-- Start Supplied records --

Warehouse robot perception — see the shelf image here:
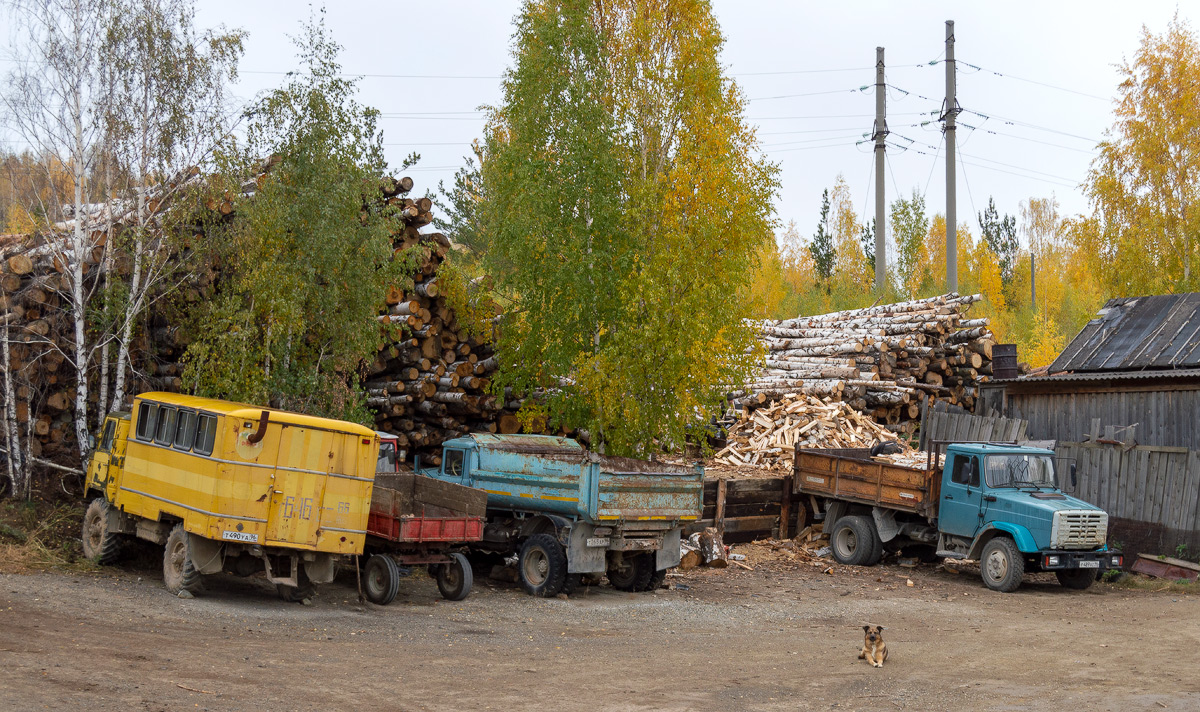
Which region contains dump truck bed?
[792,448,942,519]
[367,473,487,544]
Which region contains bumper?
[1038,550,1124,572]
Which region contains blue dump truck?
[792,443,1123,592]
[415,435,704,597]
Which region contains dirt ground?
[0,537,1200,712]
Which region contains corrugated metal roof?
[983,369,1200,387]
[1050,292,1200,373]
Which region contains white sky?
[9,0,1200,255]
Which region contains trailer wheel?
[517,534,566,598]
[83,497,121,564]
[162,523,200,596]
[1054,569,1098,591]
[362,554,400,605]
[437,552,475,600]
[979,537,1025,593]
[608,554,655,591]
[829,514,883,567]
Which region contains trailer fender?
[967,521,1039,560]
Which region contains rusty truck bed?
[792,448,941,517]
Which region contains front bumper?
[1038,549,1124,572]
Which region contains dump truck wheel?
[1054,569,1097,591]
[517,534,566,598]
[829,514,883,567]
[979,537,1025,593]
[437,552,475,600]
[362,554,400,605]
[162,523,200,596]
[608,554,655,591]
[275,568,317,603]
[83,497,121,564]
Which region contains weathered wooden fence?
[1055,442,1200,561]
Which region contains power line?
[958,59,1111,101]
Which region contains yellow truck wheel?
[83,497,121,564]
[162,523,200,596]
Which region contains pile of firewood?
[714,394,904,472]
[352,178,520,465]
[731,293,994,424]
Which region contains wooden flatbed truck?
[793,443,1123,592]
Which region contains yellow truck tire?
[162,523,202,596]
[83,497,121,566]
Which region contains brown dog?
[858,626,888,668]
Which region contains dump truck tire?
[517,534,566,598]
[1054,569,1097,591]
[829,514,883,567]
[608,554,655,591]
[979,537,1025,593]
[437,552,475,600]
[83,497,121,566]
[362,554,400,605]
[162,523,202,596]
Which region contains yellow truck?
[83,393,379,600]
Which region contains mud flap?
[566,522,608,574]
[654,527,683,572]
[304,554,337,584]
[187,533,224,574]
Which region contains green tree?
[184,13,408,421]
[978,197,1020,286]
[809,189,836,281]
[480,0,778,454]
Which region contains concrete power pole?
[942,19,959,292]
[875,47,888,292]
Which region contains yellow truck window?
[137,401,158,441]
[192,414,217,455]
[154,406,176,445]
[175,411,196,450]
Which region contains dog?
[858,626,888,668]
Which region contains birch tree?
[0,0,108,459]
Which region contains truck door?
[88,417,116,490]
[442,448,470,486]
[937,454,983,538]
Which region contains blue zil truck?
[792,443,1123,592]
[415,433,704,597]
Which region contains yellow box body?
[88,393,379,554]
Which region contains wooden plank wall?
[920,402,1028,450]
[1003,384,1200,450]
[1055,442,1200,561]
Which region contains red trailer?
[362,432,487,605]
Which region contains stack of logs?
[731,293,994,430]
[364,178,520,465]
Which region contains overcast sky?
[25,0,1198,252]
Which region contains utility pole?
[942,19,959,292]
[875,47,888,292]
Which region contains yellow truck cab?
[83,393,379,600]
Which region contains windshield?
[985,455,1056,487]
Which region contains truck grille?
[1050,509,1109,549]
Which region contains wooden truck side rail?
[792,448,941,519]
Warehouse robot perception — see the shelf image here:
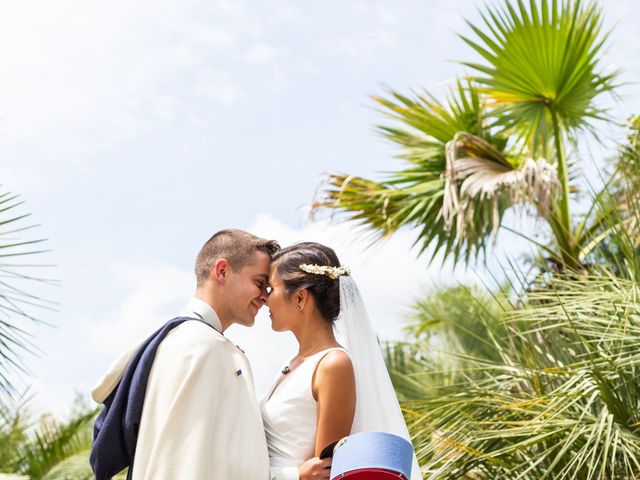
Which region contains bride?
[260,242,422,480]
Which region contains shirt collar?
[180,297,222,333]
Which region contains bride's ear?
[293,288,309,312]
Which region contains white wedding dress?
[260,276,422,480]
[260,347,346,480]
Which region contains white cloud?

-- End Supplied records --

Copy out the lines of the listing above without changes, beginning with the line that contains "Which region contains weathered wooden fence?" and ending with the line that contains "[731,293,994,424]".

Which region contains weathered wooden fence?
[1055,442,1200,561]
Which region contains power line?
[958,59,1111,101]
Which region contains yellow truck wheel?
[83,497,121,564]
[162,523,200,596]
Which region contains pile of firewood?
[714,394,904,472]
[352,178,520,465]
[731,293,994,424]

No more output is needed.